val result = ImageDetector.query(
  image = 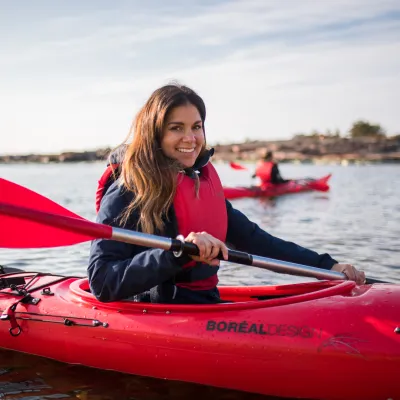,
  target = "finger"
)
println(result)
[210,243,221,260]
[193,236,206,258]
[343,264,356,281]
[221,243,229,261]
[357,271,366,285]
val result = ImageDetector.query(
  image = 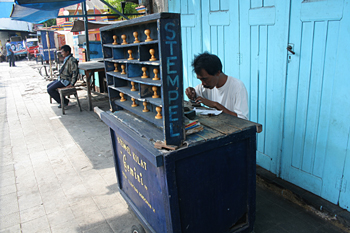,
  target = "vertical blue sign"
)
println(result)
[158,18,184,146]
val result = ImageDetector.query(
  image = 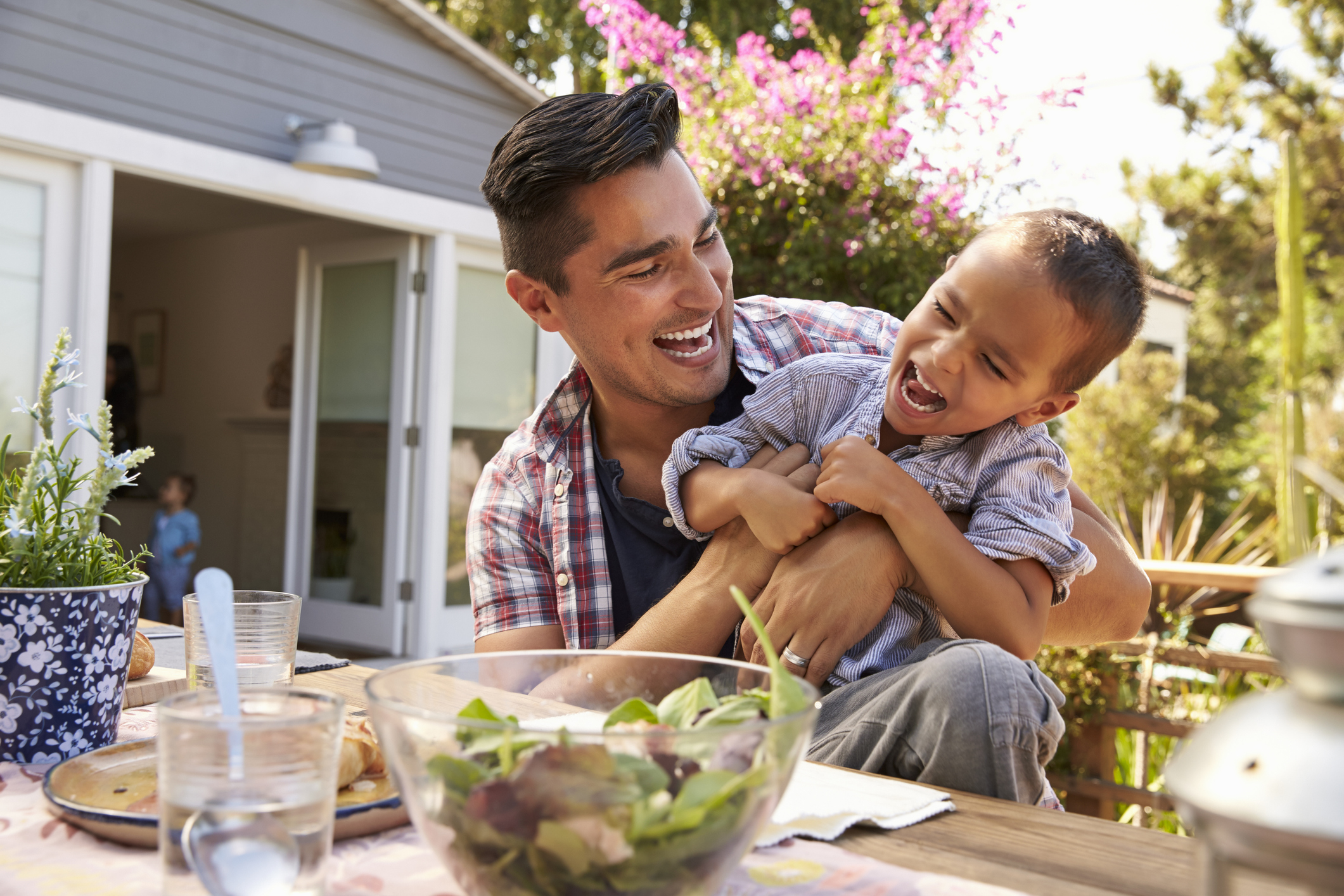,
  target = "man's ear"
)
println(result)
[504,269,560,333]
[1013,392,1079,426]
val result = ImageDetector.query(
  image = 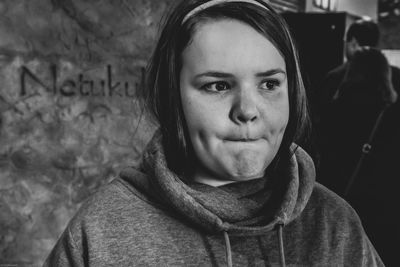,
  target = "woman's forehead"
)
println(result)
[182,19,286,75]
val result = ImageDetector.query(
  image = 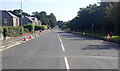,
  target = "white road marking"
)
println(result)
[64,57,70,70]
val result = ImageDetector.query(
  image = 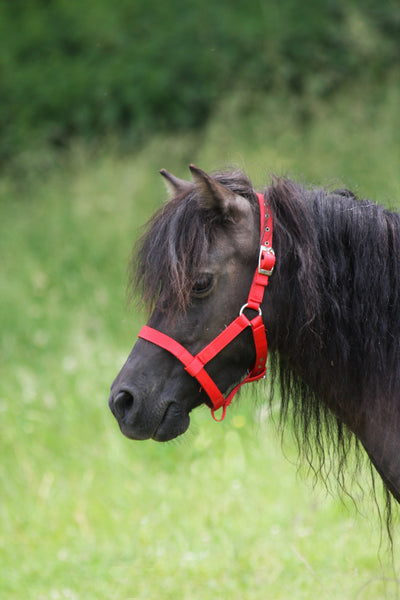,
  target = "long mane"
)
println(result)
[267,180,400,519]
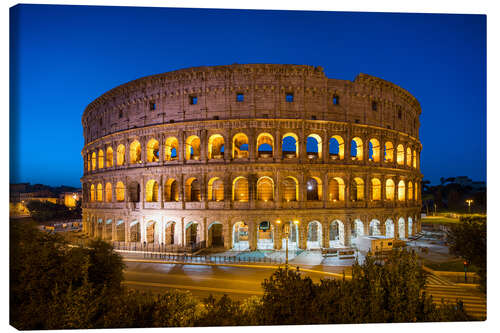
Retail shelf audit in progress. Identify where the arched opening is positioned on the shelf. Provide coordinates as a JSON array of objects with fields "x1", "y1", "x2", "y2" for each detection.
[
  {"x1": 116, "y1": 182, "x2": 125, "y2": 201},
  {"x1": 165, "y1": 136, "x2": 179, "y2": 161},
  {"x1": 408, "y1": 217, "x2": 413, "y2": 237},
  {"x1": 307, "y1": 221, "x2": 323, "y2": 249},
  {"x1": 257, "y1": 177, "x2": 274, "y2": 202},
  {"x1": 385, "y1": 178, "x2": 395, "y2": 201},
  {"x1": 233, "y1": 222, "x2": 250, "y2": 251},
  {"x1": 398, "y1": 180, "x2": 405, "y2": 201},
  {"x1": 233, "y1": 176, "x2": 249, "y2": 202},
  {"x1": 207, "y1": 177, "x2": 224, "y2": 201},
  {"x1": 106, "y1": 147, "x2": 113, "y2": 168},
  {"x1": 306, "y1": 134, "x2": 323, "y2": 159},
  {"x1": 372, "y1": 178, "x2": 382, "y2": 201},
  {"x1": 281, "y1": 133, "x2": 299, "y2": 158},
  {"x1": 351, "y1": 137, "x2": 363, "y2": 161},
  {"x1": 384, "y1": 141, "x2": 394, "y2": 163},
  {"x1": 370, "y1": 220, "x2": 381, "y2": 236},
  {"x1": 351, "y1": 219, "x2": 364, "y2": 244},
  {"x1": 328, "y1": 177, "x2": 345, "y2": 202},
  {"x1": 104, "y1": 183, "x2": 113, "y2": 202},
  {"x1": 257, "y1": 133, "x2": 274, "y2": 158},
  {"x1": 129, "y1": 221, "x2": 141, "y2": 243},
  {"x1": 116, "y1": 144, "x2": 125, "y2": 166},
  {"x1": 185, "y1": 177, "x2": 201, "y2": 201},
  {"x1": 281, "y1": 221, "x2": 299, "y2": 251},
  {"x1": 186, "y1": 135, "x2": 200, "y2": 161},
  {"x1": 257, "y1": 221, "x2": 274, "y2": 250},
  {"x1": 165, "y1": 221, "x2": 175, "y2": 245},
  {"x1": 103, "y1": 219, "x2": 113, "y2": 240},
  {"x1": 398, "y1": 217, "x2": 405, "y2": 239},
  {"x1": 396, "y1": 144, "x2": 405, "y2": 165},
  {"x1": 306, "y1": 177, "x2": 323, "y2": 201},
  {"x1": 129, "y1": 140, "x2": 141, "y2": 164},
  {"x1": 351, "y1": 177, "x2": 365, "y2": 201},
  {"x1": 281, "y1": 176, "x2": 299, "y2": 202},
  {"x1": 116, "y1": 220, "x2": 125, "y2": 242},
  {"x1": 328, "y1": 135, "x2": 345, "y2": 160},
  {"x1": 146, "y1": 221, "x2": 159, "y2": 244},
  {"x1": 98, "y1": 149, "x2": 104, "y2": 169},
  {"x1": 186, "y1": 222, "x2": 201, "y2": 246},
  {"x1": 368, "y1": 139, "x2": 380, "y2": 163},
  {"x1": 146, "y1": 139, "x2": 160, "y2": 162},
  {"x1": 233, "y1": 133, "x2": 248, "y2": 159},
  {"x1": 208, "y1": 222, "x2": 224, "y2": 247},
  {"x1": 385, "y1": 219, "x2": 394, "y2": 238},
  {"x1": 146, "y1": 179, "x2": 158, "y2": 202},
  {"x1": 97, "y1": 183, "x2": 102, "y2": 201},
  {"x1": 164, "y1": 178, "x2": 179, "y2": 201},
  {"x1": 208, "y1": 134, "x2": 224, "y2": 160},
  {"x1": 128, "y1": 182, "x2": 141, "y2": 202}
]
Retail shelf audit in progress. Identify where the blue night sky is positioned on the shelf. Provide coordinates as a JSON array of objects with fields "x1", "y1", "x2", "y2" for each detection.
[{"x1": 10, "y1": 5, "x2": 486, "y2": 187}]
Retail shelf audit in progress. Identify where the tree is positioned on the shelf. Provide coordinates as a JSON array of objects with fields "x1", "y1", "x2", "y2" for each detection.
[{"x1": 447, "y1": 216, "x2": 486, "y2": 292}]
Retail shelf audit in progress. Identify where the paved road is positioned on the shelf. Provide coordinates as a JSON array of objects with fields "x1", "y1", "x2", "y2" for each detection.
[{"x1": 124, "y1": 262, "x2": 331, "y2": 299}]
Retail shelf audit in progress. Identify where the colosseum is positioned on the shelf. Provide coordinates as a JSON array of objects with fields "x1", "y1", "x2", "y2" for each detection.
[{"x1": 81, "y1": 64, "x2": 422, "y2": 250}]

> Directions for this task
Lay out the material starting at the line that contains "Retail shelf audit in progress. Identify where the colosseum" and ending at the end of the material as a two-column CSV with the headers instruction and answer, one row per pair of text and answer. Enclose each field in double quotes and turn any line breaks into spaces.

> Solution for this task
instruction,answer
"Retail shelf audit in progress. Identify where the colosseum is positioned on the shelf. Provide coordinates as a JSON array of objects with fields ""x1"", ""y1"", ""x2"", ""y2"" for each detection.","[{""x1"": 81, ""y1"": 64, ""x2"": 422, ""y2"": 250}]"